*** Begin section ***

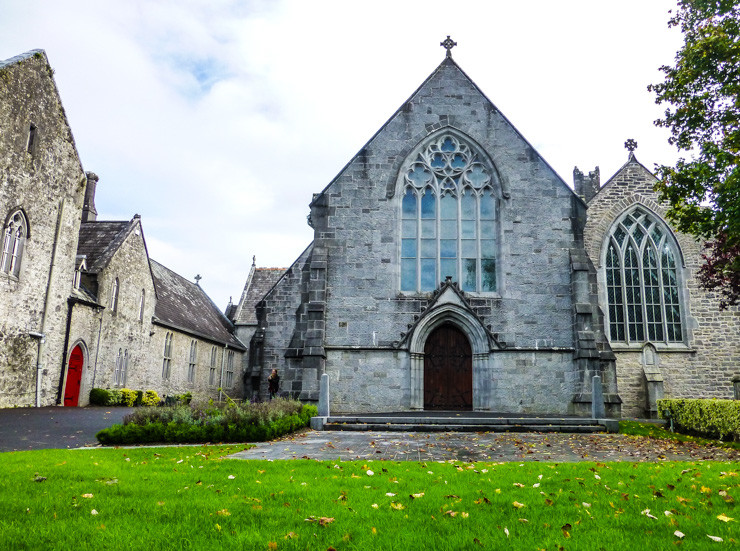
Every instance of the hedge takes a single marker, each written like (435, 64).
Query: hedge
(174, 432)
(713, 418)
(123, 397)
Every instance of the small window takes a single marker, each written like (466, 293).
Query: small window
(31, 138)
(114, 296)
(229, 369)
(212, 370)
(14, 239)
(167, 356)
(192, 362)
(119, 376)
(141, 305)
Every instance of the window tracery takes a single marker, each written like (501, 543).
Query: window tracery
(642, 281)
(448, 218)
(14, 240)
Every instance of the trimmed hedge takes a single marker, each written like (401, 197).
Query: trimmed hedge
(713, 418)
(177, 432)
(123, 397)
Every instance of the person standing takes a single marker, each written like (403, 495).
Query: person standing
(273, 383)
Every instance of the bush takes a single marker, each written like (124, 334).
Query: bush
(208, 423)
(150, 398)
(713, 418)
(128, 397)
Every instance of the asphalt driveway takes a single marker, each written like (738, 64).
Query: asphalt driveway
(55, 427)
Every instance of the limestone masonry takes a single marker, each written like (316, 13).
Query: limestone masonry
(451, 268)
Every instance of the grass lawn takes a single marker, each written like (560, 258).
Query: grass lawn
(196, 498)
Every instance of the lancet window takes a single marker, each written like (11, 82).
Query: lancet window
(449, 218)
(14, 239)
(642, 281)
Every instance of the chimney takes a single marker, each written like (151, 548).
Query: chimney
(89, 214)
(586, 186)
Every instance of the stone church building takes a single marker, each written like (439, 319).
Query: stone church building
(451, 268)
(81, 303)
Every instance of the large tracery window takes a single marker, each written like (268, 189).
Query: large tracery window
(448, 219)
(14, 238)
(642, 281)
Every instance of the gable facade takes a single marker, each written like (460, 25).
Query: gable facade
(448, 187)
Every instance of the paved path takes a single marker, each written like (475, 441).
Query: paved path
(488, 446)
(55, 427)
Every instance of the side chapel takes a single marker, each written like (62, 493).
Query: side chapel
(452, 268)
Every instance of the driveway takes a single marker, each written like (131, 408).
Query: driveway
(55, 427)
(481, 446)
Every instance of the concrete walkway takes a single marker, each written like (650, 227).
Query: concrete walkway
(446, 446)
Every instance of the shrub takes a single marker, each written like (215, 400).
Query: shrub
(209, 423)
(150, 398)
(714, 418)
(128, 397)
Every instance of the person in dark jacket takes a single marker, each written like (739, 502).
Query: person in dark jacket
(273, 383)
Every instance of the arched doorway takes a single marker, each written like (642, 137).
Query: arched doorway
(74, 377)
(448, 370)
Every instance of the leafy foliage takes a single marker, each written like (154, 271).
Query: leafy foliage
(710, 417)
(207, 422)
(703, 115)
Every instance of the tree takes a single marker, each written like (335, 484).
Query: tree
(702, 94)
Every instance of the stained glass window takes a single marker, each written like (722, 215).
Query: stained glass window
(14, 238)
(642, 288)
(448, 219)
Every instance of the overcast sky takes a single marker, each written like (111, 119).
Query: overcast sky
(217, 120)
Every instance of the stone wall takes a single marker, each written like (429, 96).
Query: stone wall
(702, 366)
(46, 181)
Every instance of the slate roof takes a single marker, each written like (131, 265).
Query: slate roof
(259, 282)
(21, 57)
(184, 306)
(99, 241)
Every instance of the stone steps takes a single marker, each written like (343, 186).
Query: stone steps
(462, 423)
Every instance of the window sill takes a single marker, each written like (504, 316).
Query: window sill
(659, 347)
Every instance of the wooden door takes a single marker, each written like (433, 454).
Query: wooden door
(448, 370)
(74, 377)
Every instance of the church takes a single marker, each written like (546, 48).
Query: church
(451, 268)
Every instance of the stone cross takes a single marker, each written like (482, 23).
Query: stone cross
(448, 44)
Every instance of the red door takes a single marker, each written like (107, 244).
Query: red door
(448, 370)
(74, 376)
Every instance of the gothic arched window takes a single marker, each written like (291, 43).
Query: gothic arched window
(14, 238)
(448, 218)
(642, 281)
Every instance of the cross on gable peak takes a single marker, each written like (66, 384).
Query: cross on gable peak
(448, 44)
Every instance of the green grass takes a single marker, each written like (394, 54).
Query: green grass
(196, 498)
(653, 430)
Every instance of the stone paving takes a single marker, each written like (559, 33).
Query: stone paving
(556, 447)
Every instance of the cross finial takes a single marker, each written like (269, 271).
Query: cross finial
(448, 44)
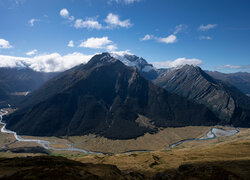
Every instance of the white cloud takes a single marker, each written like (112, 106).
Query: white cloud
(207, 27)
(96, 43)
(168, 40)
(229, 66)
(88, 23)
(32, 22)
(147, 37)
(46, 63)
(113, 20)
(177, 63)
(4, 44)
(180, 28)
(111, 48)
(205, 38)
(64, 13)
(71, 43)
(30, 53)
(124, 1)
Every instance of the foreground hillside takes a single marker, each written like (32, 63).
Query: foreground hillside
(222, 158)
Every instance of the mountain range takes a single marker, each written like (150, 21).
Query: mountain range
(123, 97)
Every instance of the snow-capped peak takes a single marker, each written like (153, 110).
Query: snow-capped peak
(131, 60)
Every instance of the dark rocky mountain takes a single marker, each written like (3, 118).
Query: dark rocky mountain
(3, 95)
(106, 98)
(241, 80)
(226, 101)
(148, 71)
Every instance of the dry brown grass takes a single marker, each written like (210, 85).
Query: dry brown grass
(158, 141)
(227, 153)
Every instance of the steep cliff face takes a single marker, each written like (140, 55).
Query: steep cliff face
(193, 83)
(241, 80)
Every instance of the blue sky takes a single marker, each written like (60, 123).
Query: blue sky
(214, 34)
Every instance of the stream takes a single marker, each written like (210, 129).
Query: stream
(212, 134)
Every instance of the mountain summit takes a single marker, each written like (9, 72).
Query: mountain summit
(107, 98)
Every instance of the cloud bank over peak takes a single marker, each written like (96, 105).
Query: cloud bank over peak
(177, 63)
(4, 44)
(53, 62)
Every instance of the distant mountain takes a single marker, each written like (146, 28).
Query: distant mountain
(241, 80)
(106, 98)
(226, 101)
(21, 80)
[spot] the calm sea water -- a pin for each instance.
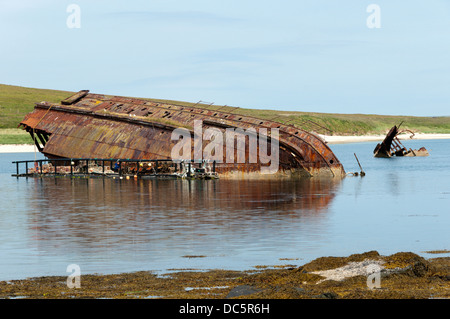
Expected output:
(111, 226)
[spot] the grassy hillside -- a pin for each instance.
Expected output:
(16, 102)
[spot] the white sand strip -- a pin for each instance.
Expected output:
(17, 148)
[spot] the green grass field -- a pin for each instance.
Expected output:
(16, 102)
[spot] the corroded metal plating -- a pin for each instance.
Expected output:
(98, 126)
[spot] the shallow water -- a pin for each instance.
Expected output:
(112, 226)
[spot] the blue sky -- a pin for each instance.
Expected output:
(316, 55)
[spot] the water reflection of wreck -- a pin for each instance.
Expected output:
(391, 146)
(97, 126)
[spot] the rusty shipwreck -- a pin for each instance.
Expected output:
(391, 146)
(87, 125)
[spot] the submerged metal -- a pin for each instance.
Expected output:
(89, 125)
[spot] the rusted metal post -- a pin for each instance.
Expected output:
(362, 171)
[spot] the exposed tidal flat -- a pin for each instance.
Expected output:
(400, 276)
(223, 239)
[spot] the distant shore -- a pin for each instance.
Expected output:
(403, 275)
(333, 139)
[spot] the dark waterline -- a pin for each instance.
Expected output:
(111, 226)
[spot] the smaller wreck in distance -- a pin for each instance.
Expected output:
(391, 146)
(88, 125)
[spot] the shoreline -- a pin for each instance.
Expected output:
(329, 139)
(343, 139)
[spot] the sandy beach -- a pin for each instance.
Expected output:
(338, 139)
(335, 139)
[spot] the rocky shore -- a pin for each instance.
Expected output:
(368, 275)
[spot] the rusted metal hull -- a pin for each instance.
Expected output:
(391, 146)
(98, 126)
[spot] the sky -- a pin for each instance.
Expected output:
(291, 55)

*** End section ***

Could you transcribe the material above exactly, keeping every picture out?

Every instance of the hedge takes a single marker, each written like (435, 64).
Query: hedge
(174, 432)
(713, 418)
(123, 397)
Every instance of the small window takes a single marker, each written like (466, 293).
Query: small window
(31, 138)
(114, 296)
(229, 369)
(212, 370)
(14, 239)
(167, 356)
(192, 362)
(119, 376)
(141, 305)
Every instance of the window tracery takes a single marker, each written like (501, 543).
Query: window tracery
(642, 281)
(448, 218)
(14, 240)
Every instance of the trimmed hedge takes a single marker, each written like (401, 197).
Query: trimmed hedge
(713, 418)
(177, 432)
(123, 397)
Every instance of the person standing takes a single marker, each written like (403, 495).
Query: person standing
(273, 383)
Every instance of the bush takes a single marker, each written like (124, 334).
Query: bush
(208, 423)
(150, 398)
(713, 418)
(128, 397)
Every instance of the asphalt driveway takes a single marker, each written like (738, 64).
Query: asphalt driveway
(55, 427)
Every instance of the limestone masonry takes a single marker, each written like (316, 13).
Query: limestone masonry
(451, 268)
Every instance of the grass lawn takes a single marker, each written like (560, 258).
Query: grass lawn
(196, 498)
Every instance of the lancet window takes a single marker, each written like (11, 82).
Query: lancet window
(449, 218)
(14, 239)
(642, 281)
Every instance of the chimney takes a single marker, each written like (151, 548).
Query: chimney
(89, 214)
(586, 186)
Every instance of the stone church building takes a single marker, each written like (439, 319).
Query: stone church building
(451, 268)
(81, 303)
Every instance of the large tracery window takes a single marker, each written like (268, 189).
Query: large tracery window
(448, 219)
(14, 238)
(642, 281)
Every instance of the gable facade takes a single marker, each written like (460, 25).
Query: gable facade
(448, 187)
Every instance of the paved path takes a single marker, each written like (475, 441).
Query: paved path
(488, 446)
(55, 427)
Every instance of the side chapel takes a single marker, each written like (62, 493).
Query: side chapel
(452, 268)
Every instance of the driveway takes a single marker, each written like (131, 408).
Query: driveway
(55, 427)
(481, 446)
Every instance of the concrete walkway takes a single marker, each written like (650, 227).
Query: concrete walkway
(446, 446)
Every instance of the shrub takes a single marker, each written like (215, 400).
Query: shrub
(209, 423)
(150, 398)
(714, 418)
(128, 397)
Every instance of the person in dark jacket takes a single marker, each written like (739, 502).
Query: person in dark jacket
(273, 383)
Every instance of the arched doorway takes a single marker, each written like (642, 137).
Query: arched doorway
(74, 377)
(448, 370)
Every instance of the leafy foliage takes a single marker, each written like (154, 271).
Query: leafy foliage
(710, 417)
(207, 422)
(703, 115)
Every instance of the tree takes a single marker, each written like (335, 484).
Query: tree
(702, 94)
Every instance of the stained glass window takes a single marker, each written like (722, 215).
Query: stained glass window
(14, 238)
(642, 288)
(448, 219)
Every instance of the overcast sky takes a single marker, each written like (111, 119).
Query: overcast sky
(217, 120)
Every instance of the stone wall takes a single marker, each written like (429, 96).
Query: stone wall
(702, 366)
(46, 181)
Every instance of the slate roof takes a single marker, each written like (131, 265).
Query: slate roof
(259, 282)
(21, 57)
(184, 306)
(99, 241)
Every instance of the stone steps takes a single marker, each written like (343, 186).
Query: stone steps
(462, 423)
Every instance of the window sill takes a single marker, each written like (504, 316).
Query: window sill
(659, 347)
Every instance of the wooden door takes a single marker, each written like (433, 454).
Query: wooden door
(448, 370)
(74, 377)
Every instance of the church takes a single marker, each written like (546, 48).
Query: church
(451, 268)
Every instance of the stone cross takes a single marker, each written like (482, 23).
Query: stone cross
(448, 44)
Every instance of the red door takes a single marker, each written like (107, 244).
Query: red door
(448, 370)
(74, 376)
Every instance of the gothic arched window takes a single marker, each written like (291, 43).
Query: gothic arched window
(14, 238)
(448, 218)
(642, 281)
Every instance of the cross on gable peak takes a single marker, each written like (66, 384).
Query: cross on gable peak
(448, 44)
Every instance of the green grass takes a single marker, each written like (394, 54).
Query: green grass
(196, 498)
(653, 430)
Every instance of the stone paving takes a single marker, each written like (559, 33).
Query: stone paving
(556, 447)
Every instance of the cross finial takes a single marker, each written like (269, 271).
Query: cross finial
(448, 44)
Every instance of the white cloud takes a single marker, each written like (112, 106).
Query: white cloud
(207, 27)
(96, 43)
(168, 40)
(229, 66)
(88, 23)
(32, 22)
(147, 37)
(46, 63)
(113, 20)
(177, 63)
(4, 44)
(180, 28)
(111, 48)
(205, 38)
(64, 13)
(71, 43)
(30, 53)
(124, 1)
Every instance of the foreground hillside takes a single marker, each written like (32, 63).
Query: foreground hillside
(222, 158)
Every instance of the mountain range takes a single marker, each written like (150, 21).
Query: mountain range
(123, 97)
Every instance of the snow-capped peak takes a single marker, each written like (153, 110).
Query: snow-capped peak
(131, 60)
Every instance of the dark rocky mountain takes a single marker, each written like (3, 118).
Query: dark rocky mountain
(3, 95)
(106, 98)
(241, 80)
(226, 101)
(148, 71)
Every instance of the dry brown grass takes a single marker, each written like (210, 85).
Query: dry brown grass
(158, 141)
(227, 153)
Every instance of the steep cliff face takes a single marker, each written like (140, 55).
Query: steep cliff face
(193, 83)
(241, 80)
Every instance of the blue sky takes a single marker, each written like (60, 123).
Query: blue sky
(214, 34)
Every instance of the stream takes a single marker, each written like (210, 129).
Query: stream
(212, 134)
Every instance of the mountain summit takes a single marker, each written like (9, 72).
Query: mountain summit
(107, 98)
Every instance of the cloud bank over peak takes a single marker, each written like (96, 105).
Query: cloud bank over peak
(177, 63)
(4, 44)
(53, 62)
Every instance of the distant mountain takes a single marker, each written like (146, 28).
Query: distant mountain
(241, 80)
(106, 98)
(226, 101)
(21, 80)
[spot] the calm sea water -- a pin for each instance.
Expected output:
(111, 226)
[spot] the grassy hillside -- a pin for each instance.
Expected output:
(16, 102)
[spot] the white sand strip -- a pin for each instance.
Expected output:
(17, 148)
[spot] the green grass field -- a pin for each instance.
Expected output:
(16, 102)
[spot] the corroded metal plating -- a pin for each instance.
Expected output:
(98, 126)
[spot] the shallow water -- a pin for each instance.
Expected output:
(112, 226)
[spot] the blue sky -- a pin for each instance.
Expected output:
(316, 55)
[spot] the water reflection of wreck -- a pin for each instance.
Expected output:
(391, 146)
(97, 126)
[spot] the rusty shipwreck -- a pin for each instance.
Expected output:
(391, 146)
(87, 125)
[spot] the submerged metal -- a pin for each instance.
Expected output:
(89, 125)
[spot] the rusted metal post -- a pin for each instance.
Expected output:
(362, 171)
[spot] the exposed tidal flat -- a pin for each instance.
Expected output:
(400, 276)
(223, 239)
[spot] the distant shore -- a pin for each instance.
Expected output:
(403, 275)
(333, 139)
[spot] the dark waterline -- a pin for each instance.
Expected output:
(111, 226)
[spot] the smaller wreck in distance -- a pin for each instance.
Expected output:
(391, 146)
(88, 125)
[spot] the shoreline -- a pin for each instance.
Expected output:
(329, 139)
(343, 139)
[spot] the sandy beach -- a pin for each instance.
Expected output:
(338, 139)
(335, 139)
[spot] the rocky shore -- a pin for each instance.
Expected output:
(368, 275)
[spot] the rusted metal hull -- a pin for each instance.
Expected output:
(391, 146)
(98, 126)
[spot] the sky -- a pin for each instance.
Expected output:
(291, 55)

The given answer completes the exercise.